Kutipan Halaman:
Dalam pernyataan bersama, para menlu ASEAN mengulagi keprihatinan mereka, termasuk soal laporan kematian dan kekerasan. Namun, mereka berhenti menyerukan agar Myanmar membebaskan tahanan politik dan sebaliknya hanya menyatakan ”mendengar seruan” untuk membebaskan para tahanan. Ini mencerminkan betapa pekanya masalah tersebut, terutama karena prinsip non-intervensi ASEAN.
Seorang diplomat dari salah satu negara anggota ASEAN mengatakan, para menlu ASEAN sebenarnya sejak Senin (2/8/2021) telah sepakat memilih Erywan sebagai utusan khusus. Namun, mereka tidak bisa mengumumkan karena Myanmar belum menyetujuinya.
Melihat kedekatan pemimpin junta militer Jenderal Min Aung Hlaing dengan Perdana Menteri Thailand Prayuth Chan-ocha, Myanmar tampaknya lebih memilih calon dari Thailand sebagai utusan khusus. Namun, keluarnya nama Erywan, menurut diplomat yang tidak mau disebut namanya, menunjukkan pemimpin junta berharap mengandalkan dukungan negara-negara ASEAN untuk membentengi diri dari kecaman dunia internasional.

Data:
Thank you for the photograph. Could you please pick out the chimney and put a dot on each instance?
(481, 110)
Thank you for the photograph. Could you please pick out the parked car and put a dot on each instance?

Soal Latihan: Salin kata demi kata bagian kutipan tentang utusan khusus ASEAN untuk Myanmar, mulai dari "Seorang diplomat dari" sampai dengan "Myanmar belum menyetujuinya.", termasuk kedua bagian tersebut. Baris-baris data di atas diambil dari sumber yang berbeda.

Jawaban Latihan:
Seorang diplomat dari salah satu negara anggota ASEAN mengatakan, para menlu ASEAN sebenarnya sejak Senin (2/8/2021) telah sepakat memilih Erywan sebagai utusan khusus. Namun, mereka tidak bisa mengumumkan karena Myanmar belum menyetujuinya.